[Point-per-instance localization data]
□ □ □ □ □

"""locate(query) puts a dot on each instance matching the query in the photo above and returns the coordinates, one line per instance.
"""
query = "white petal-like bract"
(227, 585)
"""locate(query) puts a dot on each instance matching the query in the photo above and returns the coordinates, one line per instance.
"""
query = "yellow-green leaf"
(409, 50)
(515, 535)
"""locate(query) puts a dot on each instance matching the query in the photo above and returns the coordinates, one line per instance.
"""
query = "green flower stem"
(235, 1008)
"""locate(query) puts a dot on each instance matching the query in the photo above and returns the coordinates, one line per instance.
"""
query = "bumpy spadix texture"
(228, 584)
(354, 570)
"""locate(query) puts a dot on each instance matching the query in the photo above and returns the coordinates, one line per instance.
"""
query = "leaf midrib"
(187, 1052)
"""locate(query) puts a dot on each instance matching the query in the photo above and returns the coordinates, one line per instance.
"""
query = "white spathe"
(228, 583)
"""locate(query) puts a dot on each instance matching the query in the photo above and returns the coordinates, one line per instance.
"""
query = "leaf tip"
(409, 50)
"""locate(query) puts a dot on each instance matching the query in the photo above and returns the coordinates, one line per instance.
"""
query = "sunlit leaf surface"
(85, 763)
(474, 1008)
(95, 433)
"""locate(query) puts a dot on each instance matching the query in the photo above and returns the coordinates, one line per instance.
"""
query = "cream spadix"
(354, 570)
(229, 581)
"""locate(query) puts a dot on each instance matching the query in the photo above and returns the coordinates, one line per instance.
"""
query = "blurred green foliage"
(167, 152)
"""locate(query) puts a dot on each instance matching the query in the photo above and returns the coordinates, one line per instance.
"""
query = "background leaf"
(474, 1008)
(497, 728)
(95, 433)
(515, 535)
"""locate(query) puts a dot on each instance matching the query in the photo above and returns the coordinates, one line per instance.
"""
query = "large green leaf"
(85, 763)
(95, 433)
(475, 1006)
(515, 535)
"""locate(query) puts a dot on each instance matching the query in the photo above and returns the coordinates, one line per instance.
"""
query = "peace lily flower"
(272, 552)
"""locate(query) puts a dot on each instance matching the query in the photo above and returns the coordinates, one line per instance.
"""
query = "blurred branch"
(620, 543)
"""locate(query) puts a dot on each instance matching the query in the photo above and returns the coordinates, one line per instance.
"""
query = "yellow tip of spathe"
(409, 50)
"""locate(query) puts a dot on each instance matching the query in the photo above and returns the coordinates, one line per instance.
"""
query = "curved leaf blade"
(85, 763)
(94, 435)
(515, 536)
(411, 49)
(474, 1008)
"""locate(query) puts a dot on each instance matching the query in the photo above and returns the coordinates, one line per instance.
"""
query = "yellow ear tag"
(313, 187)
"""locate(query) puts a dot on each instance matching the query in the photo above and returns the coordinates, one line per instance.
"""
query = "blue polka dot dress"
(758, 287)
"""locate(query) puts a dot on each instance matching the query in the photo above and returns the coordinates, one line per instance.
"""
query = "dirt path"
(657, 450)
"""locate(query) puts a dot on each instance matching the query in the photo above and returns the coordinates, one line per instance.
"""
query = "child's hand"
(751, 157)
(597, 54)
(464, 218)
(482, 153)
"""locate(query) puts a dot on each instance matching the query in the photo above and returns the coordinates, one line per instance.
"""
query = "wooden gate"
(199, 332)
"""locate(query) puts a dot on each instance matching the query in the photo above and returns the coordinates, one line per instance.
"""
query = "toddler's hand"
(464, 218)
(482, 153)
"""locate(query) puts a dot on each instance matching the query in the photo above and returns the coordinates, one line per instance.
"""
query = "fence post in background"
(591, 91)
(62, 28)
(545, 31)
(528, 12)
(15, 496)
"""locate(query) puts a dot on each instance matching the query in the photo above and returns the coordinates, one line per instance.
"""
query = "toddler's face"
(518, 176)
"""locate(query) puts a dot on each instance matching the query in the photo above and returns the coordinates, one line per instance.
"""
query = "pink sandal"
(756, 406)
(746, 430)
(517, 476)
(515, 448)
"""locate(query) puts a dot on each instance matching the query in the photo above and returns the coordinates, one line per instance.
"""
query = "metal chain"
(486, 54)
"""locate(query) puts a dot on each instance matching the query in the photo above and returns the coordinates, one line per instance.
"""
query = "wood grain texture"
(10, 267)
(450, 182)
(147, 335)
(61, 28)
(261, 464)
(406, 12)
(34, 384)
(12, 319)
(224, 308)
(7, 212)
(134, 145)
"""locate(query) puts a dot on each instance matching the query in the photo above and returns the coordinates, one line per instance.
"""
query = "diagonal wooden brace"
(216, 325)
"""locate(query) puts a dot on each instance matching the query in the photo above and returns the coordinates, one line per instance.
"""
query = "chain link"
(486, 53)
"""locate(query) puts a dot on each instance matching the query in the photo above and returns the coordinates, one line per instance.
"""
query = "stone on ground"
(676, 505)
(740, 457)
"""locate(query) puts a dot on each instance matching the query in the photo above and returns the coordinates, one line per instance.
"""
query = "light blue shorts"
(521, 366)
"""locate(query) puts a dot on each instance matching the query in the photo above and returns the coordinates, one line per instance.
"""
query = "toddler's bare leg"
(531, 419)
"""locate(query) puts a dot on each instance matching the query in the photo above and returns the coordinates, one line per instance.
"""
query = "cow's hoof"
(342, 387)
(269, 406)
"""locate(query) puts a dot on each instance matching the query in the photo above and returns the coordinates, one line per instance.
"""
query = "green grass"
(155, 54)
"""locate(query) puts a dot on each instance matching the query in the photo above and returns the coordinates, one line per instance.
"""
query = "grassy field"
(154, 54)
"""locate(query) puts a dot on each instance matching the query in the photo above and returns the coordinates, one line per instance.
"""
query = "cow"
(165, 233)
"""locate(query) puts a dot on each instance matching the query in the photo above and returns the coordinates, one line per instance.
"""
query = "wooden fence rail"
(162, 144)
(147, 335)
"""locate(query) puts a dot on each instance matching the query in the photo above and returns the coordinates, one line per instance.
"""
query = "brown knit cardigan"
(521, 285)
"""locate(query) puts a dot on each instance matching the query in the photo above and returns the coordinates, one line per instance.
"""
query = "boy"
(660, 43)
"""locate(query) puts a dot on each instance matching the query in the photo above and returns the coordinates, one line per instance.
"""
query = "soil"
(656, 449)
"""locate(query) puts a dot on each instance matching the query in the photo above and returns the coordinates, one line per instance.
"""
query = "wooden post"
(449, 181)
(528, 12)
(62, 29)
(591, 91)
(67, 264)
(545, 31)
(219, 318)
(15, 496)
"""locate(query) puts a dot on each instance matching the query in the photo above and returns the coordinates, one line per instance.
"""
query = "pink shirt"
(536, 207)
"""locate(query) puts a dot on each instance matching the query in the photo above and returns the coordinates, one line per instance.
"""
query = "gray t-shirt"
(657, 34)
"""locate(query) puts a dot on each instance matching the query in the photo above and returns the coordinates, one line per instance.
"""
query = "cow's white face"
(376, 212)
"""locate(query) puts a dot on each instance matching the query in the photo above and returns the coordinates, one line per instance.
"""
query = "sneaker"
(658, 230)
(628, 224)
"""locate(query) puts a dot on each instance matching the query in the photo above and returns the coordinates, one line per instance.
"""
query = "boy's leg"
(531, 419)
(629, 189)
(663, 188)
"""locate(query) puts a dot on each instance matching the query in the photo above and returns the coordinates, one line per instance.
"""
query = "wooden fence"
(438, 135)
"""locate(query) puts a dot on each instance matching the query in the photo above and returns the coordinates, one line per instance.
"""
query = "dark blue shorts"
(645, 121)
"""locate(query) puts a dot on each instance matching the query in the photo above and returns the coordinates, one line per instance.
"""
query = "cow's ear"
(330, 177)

□ □ □ □ □

_Task description_
Each entry above must be repeated exactly, with nothing dropped.

_Output for this task_
"""locate(query) puts a dot on each instance matching the query in the photo above and returns the coordinates, one line per instance.
"""
query = "white petal-like bract"
(227, 585)
"""locate(query) puts a dot on each instance matching the query in the photo above and returns the coordinates, one line per instance.
"""
query = "yellow-green leaf"
(409, 50)
(515, 535)
"""locate(query) puts a dot on each instance matching the query in the photo above and returns the coordinates, one line per instance.
"""
query = "green flower stem"
(235, 1008)
"""locate(query) puts a dot on each instance matching the query in the photo above and returns the coordinates, one line per instance.
"""
query = "bumpy spadix texture"
(228, 584)
(354, 570)
"""locate(query) puts a dot on each instance matching the query in the photo above and returns the coordinates, one line per instance.
"""
query = "leaf midrib"
(187, 1052)
"""locate(query) puts a dot on each instance matching the query in the photo above and returns the coordinates, one line per instance.
"""
query = "white spathe"
(228, 583)
"""locate(query) puts a dot on each instance matching the query in the photo above and returns the coordinates, one line per instance.
"""
query = "leaf tip"
(409, 50)
"""locate(query) puts a dot on each instance matching the query in the photo above and returns the coordinates, one line per instance.
"""
query = "sunlit leaf surface"
(85, 763)
(474, 1008)
(95, 433)
"""locate(query) puts a dot on each instance matching the query in the photo above and returns the coordinates, one line per instance.
"""
query = "cream spadix"
(354, 570)
(229, 581)
"""locate(query) puts a dot on each instance matching the query in the photo above and returns the coordinates, one line per instance.
"""
query = "blurred green foliage"
(167, 152)
"""locate(query) puts a dot on each instance matching the query in the photo above and returns the coordinates, one line per instance.
"""
query = "background leaf"
(474, 1008)
(497, 728)
(95, 433)
(515, 535)
"""locate(query) puts a dot on each instance matching the query in the photo above and returns the coordinates, one line per instance.
"""
query = "large green leaf"
(85, 763)
(95, 433)
(475, 1006)
(515, 535)
"""locate(query) puts a dot on each instance matching the query in the photo above and returns the coordinates, one line per instance.
"""
query = "peace lily flower"
(272, 552)
"""locate(query) puts a dot on each instance matching the query in the photo above and returns the coordinates, one line per instance.
"""
query = "blurred branch"
(620, 543)
"""locate(query) puts a dot on each instance matching the query in the photo above and returns the coordinates, one line per instance.
"""
query = "yellow tip of spathe"
(409, 50)
"""locate(query) puts a dot on each instance matching the query in the photo above and returns the coordinates, one line per instance.
"""
query = "curved leaf blade"
(85, 763)
(94, 435)
(515, 536)
(411, 49)
(474, 1008)
"""locate(query) puts a dot on each instance matching the query in the photo above and returns the coordinates, one line per instance.
"""
query = "yellow ear tag"
(313, 187)
"""locate(query) puts a dot on each instance matching the query in the photo above and returns the coordinates, one line per instance.
"""
query = "blue polka dot dress"
(758, 287)
"""locate(query) puts a dot on each instance matching the query in the photo above and returns the coordinates, one line per instance.
"""
query = "dirt path"
(657, 450)
"""locate(query) puts a dot on each instance matching the query in the photo above and returns the coordinates, one line per instance.
"""
query = "child's hand"
(751, 157)
(597, 54)
(464, 218)
(482, 153)
"""locate(query) puts a dot on each instance matching the query in the photo above and returns the coordinates, one line per instance.
"""
query = "wooden gate"
(199, 332)
"""locate(query) puts a dot on each instance matching the query in the photo above and returns the coordinates, one line per instance.
"""
query = "toddler's hand"
(464, 218)
(482, 153)
"""locate(query) puts a dot on each instance matching the query in the photo above and returns the coordinates, one line per instance.
"""
query = "fence post in background"
(591, 91)
(62, 28)
(545, 31)
(528, 12)
(15, 496)
"""locate(query) puts a dot on each instance matching the query in the photo above and returns the coordinates, one line per instance.
"""
query = "toddler's face"
(518, 176)
"""locate(query) puts a dot on each instance matching the query in the photo above and returns the coordinates, one line per instance.
"""
query = "pink sandal"
(756, 406)
(746, 430)
(517, 476)
(515, 448)
"""locate(query) puts a dot on each instance matching the query in the photo above and returns the coordinates, one line per instance.
"""
query = "metal chain"
(486, 54)
"""locate(query) puts a dot on each instance matching the query in the photo above and returns the coordinates, one line per instance.
"""
query = "wood grain texture"
(10, 267)
(450, 182)
(147, 335)
(61, 28)
(261, 464)
(406, 12)
(34, 384)
(12, 319)
(224, 308)
(7, 212)
(134, 145)
"""locate(query) puts a dot on each instance matching the query in the photo above and returns the coordinates, one line per instance.
"""
query = "diagonal wooden brace"
(216, 325)
"""locate(query) puts a dot on each instance matching the query in the photo above and returns the coordinates, one line per instance.
"""
query = "chain link"
(486, 53)
"""locate(query) puts a dot on each instance matching the query in the photo above and returns the coordinates, one line per instance.
"""
query = "stone on ground"
(676, 505)
(740, 457)
"""locate(query) puts a dot on each instance matching the query in the photo above and returns the coordinates, one line per instance.
"""
query = "light blue shorts"
(521, 366)
"""locate(query) puts a dot on each instance matching the query in the photo above and returns the coordinates, one line per instance.
"""
query = "toddler's bare leg"
(531, 419)
"""locate(query) puts a dot on each instance matching the query in the photo above and returns the coordinates, one line per instance.
"""
query = "cow's hoof"
(342, 387)
(269, 406)
"""locate(query) puts a dot on each instance matching the query in the photo above and returns the coordinates, one line per instance.
"""
query = "green grass"
(155, 54)
"""locate(query) puts a dot on each instance matching the query in the photo above and returns the coordinates, one line per instance.
"""
query = "grassy field"
(154, 54)
"""locate(query) puts a dot on each instance matching the query in the photo above and returns the coordinates, one line per instance.
"""
query = "cow"
(165, 233)
"""locate(query) puts a dot on each instance matching the query in the photo above and returns the coordinates, one line per instance.
"""
query = "wooden fence rail"
(162, 144)
(147, 335)
"""locate(query) puts a dot on each instance matching the query in the photo above and returns the coordinates, one line per instance.
"""
query = "brown knit cardigan"
(521, 285)
"""locate(query) puts a dot on each instance matching the query in the photo above and returns the coordinates, one line per instance.
"""
query = "boy"
(660, 43)
"""locate(query) puts a dot on each instance matching the query in the photo above and returns the coordinates, one line per instance.
"""
query = "soil"
(656, 449)
"""locate(query) puts a dot on each instance matching the query in the photo above and returns the coordinates, one line per instance.
"""
query = "wooden post"
(449, 181)
(528, 12)
(62, 29)
(591, 91)
(67, 264)
(545, 31)
(219, 318)
(15, 496)
"""locate(query) puts a dot on each instance matching the query in the photo above and returns the coordinates, one line per instance.
"""
query = "pink shirt"
(536, 207)
"""locate(query) puts a dot on each instance matching the query in the photo above and returns the coordinates, one line per instance.
"""
query = "gray t-shirt"
(657, 34)
"""locate(query) puts a dot on each instance matching the query in the photo above and returns the coordinates, one line per instance.
"""
query = "cow's white face"
(376, 212)
"""locate(query) puts a dot on each instance matching the query in the photo above and returns the coordinates, one line per instance.
"""
query = "sneaker"
(658, 230)
(628, 224)
"""locate(query) puts a dot on each instance matching the query in the photo above and returns the coordinates, one line per instance.
"""
query = "boy's leg"
(531, 419)
(629, 189)
(663, 188)
"""locate(query) puts a dot on each instance matching the query in the photo above and returns the coordinates, one line per instance.
"""
query = "wooden fence"
(438, 135)
"""locate(query) puts a dot on each instance matching the query in the photo above and returns the coordinates, one line per instance.
"""
query = "dark blue shorts"
(645, 121)
"""locate(query) puts a dot on each instance matching the query in the photo above and returns the coordinates, one line per instance.
"""
query = "cow's ear"
(330, 177)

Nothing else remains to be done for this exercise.